--- Start ---
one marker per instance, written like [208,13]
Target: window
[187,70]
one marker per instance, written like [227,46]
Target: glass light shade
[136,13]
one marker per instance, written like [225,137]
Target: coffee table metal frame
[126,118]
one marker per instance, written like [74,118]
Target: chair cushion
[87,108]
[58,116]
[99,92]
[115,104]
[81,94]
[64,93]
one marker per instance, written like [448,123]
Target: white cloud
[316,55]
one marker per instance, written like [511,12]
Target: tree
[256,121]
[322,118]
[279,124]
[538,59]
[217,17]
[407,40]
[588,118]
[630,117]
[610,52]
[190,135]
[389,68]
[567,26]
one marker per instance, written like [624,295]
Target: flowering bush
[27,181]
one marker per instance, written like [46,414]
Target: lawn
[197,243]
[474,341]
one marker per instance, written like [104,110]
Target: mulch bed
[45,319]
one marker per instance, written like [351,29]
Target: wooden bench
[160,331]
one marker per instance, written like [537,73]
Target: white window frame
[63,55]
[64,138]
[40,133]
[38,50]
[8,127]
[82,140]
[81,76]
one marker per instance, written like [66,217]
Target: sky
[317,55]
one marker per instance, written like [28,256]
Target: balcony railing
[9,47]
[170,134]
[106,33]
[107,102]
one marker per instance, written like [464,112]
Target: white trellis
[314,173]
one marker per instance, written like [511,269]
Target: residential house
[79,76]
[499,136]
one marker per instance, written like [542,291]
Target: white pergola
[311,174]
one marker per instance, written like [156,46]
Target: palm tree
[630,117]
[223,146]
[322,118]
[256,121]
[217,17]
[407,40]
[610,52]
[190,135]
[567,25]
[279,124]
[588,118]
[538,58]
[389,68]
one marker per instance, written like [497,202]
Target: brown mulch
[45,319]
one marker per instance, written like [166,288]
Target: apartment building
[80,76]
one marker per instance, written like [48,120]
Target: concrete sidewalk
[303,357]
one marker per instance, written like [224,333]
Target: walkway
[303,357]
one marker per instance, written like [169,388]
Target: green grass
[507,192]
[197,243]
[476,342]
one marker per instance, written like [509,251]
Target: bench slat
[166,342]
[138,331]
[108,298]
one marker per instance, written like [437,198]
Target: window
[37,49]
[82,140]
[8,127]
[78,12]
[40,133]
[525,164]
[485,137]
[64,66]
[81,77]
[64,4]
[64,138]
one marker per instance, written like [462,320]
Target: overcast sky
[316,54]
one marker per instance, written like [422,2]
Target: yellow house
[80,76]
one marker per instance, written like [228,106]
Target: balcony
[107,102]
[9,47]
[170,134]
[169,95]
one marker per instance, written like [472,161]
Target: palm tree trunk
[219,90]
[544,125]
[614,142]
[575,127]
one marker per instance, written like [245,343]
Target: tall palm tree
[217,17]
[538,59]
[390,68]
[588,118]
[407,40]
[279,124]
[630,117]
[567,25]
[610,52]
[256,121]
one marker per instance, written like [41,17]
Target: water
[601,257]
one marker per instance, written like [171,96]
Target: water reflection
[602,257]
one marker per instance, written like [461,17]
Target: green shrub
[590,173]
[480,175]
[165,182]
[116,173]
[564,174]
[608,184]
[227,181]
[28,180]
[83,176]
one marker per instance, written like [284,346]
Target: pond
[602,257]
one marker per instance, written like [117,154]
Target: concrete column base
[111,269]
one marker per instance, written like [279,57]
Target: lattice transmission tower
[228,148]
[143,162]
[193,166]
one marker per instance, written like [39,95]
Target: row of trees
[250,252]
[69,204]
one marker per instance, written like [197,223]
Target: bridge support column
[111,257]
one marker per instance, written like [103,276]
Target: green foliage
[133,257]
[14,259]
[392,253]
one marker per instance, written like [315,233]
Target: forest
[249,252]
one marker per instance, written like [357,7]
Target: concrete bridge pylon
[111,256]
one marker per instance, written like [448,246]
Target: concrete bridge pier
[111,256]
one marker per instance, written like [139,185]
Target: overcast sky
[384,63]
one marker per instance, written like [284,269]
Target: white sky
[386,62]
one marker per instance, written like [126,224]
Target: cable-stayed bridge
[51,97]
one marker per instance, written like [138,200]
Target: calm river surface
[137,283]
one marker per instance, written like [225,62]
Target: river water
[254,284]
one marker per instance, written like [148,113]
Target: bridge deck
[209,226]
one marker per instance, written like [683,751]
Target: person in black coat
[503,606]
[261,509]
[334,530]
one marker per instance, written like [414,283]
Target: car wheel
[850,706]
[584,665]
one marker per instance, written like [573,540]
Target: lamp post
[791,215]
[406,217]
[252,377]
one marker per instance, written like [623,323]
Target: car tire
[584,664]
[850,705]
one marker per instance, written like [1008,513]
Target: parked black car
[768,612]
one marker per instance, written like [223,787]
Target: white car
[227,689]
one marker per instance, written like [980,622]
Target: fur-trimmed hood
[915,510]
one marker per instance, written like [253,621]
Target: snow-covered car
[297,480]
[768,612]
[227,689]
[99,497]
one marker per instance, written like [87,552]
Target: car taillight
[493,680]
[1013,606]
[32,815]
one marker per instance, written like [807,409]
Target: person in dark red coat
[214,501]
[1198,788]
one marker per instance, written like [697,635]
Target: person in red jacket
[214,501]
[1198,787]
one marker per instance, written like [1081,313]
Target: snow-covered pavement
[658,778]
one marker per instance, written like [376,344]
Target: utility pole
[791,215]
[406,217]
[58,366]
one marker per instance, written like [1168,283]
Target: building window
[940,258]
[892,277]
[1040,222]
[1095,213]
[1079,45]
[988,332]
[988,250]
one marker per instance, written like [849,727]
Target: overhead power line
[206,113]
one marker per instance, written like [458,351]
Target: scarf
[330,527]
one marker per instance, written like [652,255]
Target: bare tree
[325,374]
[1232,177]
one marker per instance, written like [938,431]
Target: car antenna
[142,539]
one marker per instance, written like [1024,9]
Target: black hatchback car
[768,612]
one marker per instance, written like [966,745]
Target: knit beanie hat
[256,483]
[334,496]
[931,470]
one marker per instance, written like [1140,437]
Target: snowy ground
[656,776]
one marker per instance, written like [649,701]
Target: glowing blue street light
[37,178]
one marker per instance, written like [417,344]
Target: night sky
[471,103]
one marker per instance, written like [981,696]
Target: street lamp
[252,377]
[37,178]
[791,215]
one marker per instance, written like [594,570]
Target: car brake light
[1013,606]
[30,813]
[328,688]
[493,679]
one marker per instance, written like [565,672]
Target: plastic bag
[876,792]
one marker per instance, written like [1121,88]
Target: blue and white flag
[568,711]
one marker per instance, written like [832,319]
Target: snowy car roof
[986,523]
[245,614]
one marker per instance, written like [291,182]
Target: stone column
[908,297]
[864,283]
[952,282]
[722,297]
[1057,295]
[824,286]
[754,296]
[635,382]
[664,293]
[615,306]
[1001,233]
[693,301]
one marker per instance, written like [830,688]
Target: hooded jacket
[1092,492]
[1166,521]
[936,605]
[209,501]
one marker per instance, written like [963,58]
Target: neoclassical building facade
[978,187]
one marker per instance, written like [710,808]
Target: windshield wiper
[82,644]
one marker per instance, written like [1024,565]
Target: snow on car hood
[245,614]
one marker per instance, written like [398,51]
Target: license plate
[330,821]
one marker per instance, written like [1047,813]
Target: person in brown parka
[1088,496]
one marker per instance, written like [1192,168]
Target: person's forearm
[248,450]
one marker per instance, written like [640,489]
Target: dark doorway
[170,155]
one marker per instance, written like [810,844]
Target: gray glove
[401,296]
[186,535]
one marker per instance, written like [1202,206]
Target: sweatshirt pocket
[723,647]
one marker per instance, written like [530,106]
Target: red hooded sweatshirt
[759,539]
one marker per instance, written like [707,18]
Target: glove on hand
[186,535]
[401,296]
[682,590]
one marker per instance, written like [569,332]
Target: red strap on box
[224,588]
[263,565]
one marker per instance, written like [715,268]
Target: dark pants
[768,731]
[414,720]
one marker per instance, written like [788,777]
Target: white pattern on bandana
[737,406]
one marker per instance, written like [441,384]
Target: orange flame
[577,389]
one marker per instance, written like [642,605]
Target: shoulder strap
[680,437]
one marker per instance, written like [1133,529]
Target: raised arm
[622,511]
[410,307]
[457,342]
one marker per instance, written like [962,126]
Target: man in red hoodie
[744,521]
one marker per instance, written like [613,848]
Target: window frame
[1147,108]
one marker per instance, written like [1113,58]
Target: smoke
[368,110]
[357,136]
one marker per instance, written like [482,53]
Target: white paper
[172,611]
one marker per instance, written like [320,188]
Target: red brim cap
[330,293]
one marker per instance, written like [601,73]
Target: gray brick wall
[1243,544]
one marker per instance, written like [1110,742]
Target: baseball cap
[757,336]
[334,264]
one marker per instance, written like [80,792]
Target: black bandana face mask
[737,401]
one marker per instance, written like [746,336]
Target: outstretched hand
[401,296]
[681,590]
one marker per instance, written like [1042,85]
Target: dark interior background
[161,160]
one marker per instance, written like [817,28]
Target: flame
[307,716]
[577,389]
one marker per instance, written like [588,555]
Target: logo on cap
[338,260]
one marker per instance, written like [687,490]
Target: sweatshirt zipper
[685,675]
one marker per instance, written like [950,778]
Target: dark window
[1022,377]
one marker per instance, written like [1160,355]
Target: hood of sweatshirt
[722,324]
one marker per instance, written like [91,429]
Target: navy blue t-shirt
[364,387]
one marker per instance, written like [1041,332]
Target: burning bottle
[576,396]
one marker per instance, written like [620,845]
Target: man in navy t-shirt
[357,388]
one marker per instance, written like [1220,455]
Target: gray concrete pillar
--- End ---
EXERCISE - Copy the records above word for word, starting with the line that contains "one marker per instance, written like [1041,332]" and going on through the last line of the records.

COMPLETE RESPONSE -
one marker per instance, written like [1041,332]
Target: burning bottle
[576,396]
one marker per instance, written like [620,845]
Target: man in navy t-shirt
[357,388]
one marker per instance, written like [1220,455]
Target: gray concrete pillar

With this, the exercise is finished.